--- BEGIN ---

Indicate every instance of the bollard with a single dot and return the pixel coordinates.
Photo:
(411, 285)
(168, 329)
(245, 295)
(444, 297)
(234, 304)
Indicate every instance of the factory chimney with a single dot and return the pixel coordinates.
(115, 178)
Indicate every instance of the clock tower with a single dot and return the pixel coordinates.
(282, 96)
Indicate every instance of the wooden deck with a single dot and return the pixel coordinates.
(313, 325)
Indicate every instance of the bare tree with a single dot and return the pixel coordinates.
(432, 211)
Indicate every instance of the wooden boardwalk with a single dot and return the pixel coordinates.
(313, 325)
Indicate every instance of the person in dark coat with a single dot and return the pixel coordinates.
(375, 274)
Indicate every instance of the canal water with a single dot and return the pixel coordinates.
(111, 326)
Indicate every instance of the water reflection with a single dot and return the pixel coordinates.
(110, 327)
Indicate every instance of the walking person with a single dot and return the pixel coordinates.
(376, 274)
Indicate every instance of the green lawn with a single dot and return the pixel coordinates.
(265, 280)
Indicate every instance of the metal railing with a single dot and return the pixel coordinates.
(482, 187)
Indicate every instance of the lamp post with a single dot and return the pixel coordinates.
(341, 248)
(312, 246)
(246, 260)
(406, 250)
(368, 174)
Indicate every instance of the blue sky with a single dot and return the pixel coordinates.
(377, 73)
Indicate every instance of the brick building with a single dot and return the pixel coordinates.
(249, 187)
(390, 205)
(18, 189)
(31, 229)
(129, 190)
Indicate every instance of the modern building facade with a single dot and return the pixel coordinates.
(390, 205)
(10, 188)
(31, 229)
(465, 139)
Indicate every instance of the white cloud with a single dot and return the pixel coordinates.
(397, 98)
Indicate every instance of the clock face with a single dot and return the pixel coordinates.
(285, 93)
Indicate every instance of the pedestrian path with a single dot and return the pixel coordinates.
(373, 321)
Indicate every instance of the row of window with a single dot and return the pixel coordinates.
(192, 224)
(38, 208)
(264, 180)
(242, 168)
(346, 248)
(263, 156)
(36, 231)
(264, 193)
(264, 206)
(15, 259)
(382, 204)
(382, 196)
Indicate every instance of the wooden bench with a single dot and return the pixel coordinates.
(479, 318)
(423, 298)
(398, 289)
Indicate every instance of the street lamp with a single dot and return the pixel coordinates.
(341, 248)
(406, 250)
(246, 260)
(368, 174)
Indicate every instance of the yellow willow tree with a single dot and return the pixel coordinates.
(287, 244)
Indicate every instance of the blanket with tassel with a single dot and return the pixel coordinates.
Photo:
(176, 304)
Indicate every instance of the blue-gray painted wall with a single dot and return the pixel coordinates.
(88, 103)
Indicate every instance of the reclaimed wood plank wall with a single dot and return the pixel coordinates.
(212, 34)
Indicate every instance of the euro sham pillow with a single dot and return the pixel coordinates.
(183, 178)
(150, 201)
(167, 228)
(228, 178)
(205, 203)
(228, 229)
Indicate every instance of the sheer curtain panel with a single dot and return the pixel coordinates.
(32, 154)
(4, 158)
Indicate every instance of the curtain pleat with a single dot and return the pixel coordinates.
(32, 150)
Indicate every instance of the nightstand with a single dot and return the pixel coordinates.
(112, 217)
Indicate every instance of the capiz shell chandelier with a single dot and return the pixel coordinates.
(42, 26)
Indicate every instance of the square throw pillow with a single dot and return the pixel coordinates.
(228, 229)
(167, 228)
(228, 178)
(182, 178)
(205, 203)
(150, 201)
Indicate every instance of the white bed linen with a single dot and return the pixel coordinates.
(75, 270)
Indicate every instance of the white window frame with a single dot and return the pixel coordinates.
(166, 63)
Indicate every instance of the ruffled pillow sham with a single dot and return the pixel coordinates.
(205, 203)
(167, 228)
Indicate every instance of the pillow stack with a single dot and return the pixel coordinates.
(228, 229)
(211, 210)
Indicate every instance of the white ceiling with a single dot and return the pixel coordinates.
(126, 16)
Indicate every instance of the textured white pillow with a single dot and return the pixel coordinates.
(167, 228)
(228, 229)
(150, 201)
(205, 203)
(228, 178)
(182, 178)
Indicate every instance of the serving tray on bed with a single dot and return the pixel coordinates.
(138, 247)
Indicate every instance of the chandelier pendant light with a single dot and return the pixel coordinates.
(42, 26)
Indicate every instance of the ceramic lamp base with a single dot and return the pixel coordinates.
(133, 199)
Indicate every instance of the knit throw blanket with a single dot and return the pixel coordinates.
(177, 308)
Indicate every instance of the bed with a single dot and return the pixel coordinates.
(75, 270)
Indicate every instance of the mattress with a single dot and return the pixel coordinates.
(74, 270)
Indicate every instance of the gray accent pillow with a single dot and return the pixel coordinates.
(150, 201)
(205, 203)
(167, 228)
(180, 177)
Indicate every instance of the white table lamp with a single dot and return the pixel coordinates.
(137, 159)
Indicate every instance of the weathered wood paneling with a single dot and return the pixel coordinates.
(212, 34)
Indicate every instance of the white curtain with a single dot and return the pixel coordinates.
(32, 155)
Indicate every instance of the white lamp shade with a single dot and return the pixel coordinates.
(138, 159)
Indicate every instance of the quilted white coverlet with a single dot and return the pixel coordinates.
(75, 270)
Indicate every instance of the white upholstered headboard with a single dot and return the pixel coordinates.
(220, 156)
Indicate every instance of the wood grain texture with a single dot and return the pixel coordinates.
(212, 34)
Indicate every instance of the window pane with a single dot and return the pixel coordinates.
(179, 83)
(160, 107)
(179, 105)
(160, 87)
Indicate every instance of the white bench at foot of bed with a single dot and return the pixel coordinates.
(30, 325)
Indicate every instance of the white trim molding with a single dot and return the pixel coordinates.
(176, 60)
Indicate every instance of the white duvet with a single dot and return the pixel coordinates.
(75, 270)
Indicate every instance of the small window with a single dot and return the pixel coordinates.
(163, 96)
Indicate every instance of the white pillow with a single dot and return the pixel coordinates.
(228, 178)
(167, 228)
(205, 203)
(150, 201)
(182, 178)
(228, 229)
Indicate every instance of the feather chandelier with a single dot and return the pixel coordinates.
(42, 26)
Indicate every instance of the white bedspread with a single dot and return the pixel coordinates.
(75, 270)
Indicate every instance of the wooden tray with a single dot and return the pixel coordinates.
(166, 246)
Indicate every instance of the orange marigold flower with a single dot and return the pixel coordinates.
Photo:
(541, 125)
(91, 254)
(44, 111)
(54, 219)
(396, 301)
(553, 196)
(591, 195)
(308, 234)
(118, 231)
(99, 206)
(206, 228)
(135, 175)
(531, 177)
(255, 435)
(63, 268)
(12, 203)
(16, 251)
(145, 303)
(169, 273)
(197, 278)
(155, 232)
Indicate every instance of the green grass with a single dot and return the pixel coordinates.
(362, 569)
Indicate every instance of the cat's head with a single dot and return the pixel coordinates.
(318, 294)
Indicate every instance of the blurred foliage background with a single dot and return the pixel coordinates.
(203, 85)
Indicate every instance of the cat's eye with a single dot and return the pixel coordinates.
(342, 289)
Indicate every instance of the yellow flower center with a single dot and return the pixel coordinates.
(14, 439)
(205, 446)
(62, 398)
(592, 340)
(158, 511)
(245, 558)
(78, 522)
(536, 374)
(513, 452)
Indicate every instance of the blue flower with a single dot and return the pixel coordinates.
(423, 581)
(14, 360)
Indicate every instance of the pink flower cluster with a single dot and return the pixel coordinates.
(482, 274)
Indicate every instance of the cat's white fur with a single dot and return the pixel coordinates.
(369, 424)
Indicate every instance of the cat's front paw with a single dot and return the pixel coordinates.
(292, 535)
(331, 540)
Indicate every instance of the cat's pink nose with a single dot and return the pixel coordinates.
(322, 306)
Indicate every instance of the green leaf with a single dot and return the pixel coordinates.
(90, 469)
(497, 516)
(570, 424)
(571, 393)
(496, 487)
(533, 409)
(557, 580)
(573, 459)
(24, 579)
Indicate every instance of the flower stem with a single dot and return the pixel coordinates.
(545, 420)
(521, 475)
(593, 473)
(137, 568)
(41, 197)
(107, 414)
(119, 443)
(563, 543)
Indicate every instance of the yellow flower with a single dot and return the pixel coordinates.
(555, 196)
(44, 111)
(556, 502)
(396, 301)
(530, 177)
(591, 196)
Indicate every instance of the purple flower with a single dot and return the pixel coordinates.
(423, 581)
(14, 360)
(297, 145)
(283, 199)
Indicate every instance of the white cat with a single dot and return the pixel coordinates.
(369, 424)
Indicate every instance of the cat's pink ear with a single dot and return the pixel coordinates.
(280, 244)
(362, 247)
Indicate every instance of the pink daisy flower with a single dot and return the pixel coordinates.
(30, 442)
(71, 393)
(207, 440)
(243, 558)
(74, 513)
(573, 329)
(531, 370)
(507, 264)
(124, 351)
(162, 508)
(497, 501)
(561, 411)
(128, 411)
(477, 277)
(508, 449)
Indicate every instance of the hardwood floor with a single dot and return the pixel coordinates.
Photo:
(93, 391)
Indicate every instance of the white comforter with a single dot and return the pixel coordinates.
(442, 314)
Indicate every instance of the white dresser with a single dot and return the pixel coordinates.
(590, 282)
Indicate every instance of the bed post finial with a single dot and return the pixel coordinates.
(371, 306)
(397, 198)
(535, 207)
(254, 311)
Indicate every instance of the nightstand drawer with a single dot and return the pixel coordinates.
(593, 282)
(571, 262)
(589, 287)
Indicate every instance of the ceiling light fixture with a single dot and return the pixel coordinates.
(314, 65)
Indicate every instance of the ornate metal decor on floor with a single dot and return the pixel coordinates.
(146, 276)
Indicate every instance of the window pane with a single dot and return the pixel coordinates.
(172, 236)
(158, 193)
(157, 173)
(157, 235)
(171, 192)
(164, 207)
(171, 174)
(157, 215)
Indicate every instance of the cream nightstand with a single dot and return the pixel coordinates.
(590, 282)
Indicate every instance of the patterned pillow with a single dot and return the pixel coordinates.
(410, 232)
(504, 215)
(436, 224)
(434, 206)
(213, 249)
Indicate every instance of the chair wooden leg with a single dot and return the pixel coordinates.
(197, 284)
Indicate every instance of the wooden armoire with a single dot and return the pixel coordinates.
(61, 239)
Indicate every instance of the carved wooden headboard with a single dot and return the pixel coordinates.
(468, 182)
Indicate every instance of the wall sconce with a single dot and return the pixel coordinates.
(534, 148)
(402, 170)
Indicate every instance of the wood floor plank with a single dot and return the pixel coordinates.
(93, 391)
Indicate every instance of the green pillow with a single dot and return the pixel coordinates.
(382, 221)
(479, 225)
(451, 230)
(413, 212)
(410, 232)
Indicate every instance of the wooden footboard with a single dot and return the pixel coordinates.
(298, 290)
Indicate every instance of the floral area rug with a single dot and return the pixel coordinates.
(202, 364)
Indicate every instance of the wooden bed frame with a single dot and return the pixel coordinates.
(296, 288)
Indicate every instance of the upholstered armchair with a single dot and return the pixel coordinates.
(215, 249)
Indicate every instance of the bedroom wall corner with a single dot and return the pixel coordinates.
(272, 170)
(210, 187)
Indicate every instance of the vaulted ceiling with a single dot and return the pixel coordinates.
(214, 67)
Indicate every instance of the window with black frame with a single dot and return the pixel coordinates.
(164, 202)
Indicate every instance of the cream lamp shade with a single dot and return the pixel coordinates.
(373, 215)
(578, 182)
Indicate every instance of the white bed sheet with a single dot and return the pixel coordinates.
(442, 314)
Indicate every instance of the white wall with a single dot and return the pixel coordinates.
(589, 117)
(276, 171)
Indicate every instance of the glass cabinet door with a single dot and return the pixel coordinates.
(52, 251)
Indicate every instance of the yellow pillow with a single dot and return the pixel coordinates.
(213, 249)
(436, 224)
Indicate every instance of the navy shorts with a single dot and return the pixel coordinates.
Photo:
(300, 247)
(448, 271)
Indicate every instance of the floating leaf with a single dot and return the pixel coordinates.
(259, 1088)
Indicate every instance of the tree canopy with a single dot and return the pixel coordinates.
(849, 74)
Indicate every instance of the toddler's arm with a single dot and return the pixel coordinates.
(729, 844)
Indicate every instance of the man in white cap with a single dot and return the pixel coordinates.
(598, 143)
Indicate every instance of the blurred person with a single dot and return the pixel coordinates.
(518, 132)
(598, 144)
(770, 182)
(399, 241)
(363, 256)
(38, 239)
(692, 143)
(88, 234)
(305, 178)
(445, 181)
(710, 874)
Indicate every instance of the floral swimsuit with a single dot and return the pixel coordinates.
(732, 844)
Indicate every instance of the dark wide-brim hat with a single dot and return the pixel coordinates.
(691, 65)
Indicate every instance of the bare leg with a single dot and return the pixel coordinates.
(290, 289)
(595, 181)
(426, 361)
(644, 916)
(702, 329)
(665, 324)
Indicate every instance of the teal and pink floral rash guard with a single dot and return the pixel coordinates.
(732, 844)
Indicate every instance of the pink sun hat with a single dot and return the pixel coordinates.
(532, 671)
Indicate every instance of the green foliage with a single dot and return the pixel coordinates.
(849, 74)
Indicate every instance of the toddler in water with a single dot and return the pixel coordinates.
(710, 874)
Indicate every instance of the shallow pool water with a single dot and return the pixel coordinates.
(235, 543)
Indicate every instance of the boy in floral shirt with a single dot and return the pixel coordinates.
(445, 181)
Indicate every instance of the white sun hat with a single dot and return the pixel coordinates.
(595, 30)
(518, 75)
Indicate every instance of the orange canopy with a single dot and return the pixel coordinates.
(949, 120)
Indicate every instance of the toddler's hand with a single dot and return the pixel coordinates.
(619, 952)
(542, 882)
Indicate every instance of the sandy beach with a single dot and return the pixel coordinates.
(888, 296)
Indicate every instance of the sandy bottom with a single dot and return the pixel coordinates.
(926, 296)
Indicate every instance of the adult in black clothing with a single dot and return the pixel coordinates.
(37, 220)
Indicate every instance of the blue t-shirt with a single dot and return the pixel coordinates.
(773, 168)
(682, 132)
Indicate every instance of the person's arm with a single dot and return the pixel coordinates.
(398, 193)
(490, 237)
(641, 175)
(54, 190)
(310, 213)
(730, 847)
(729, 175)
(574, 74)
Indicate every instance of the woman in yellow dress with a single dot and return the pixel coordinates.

--- END ---

Direction ->
Copy out the lines starting at the one containing "Indicate every instance of the orange canopy" and ending with the last line of the entries. Include nothing else.

Task answer ->
Indicate every instance of the orange canopy with a single dot and return the pixel coordinates.
(949, 120)
Indicate every instance of the toddler's hand with a single dot and return the pixel coordinates.
(619, 952)
(542, 882)
Indicate every instance of the sandy beach with a single dot and return the pixel coordinates.
(888, 296)
Indicate every instance of the sandy bottom with a single dot and return the pixel coordinates.
(926, 296)
Indicate every instance of the adult in black clothing with a single dot and return the pixel coordinates.
(37, 220)
Indicate every instance of the blue t-shirt with a single dot and return the pixel coordinates.
(773, 168)
(682, 132)
Indicate every instance of the person's arm with a single dot and return the pixel coordinates.
(398, 193)
(490, 237)
(641, 175)
(54, 190)
(310, 213)
(730, 847)
(729, 175)
(574, 74)
Indicate every instance of the woman in yellow dress with a single dot and return the pixel coordinates.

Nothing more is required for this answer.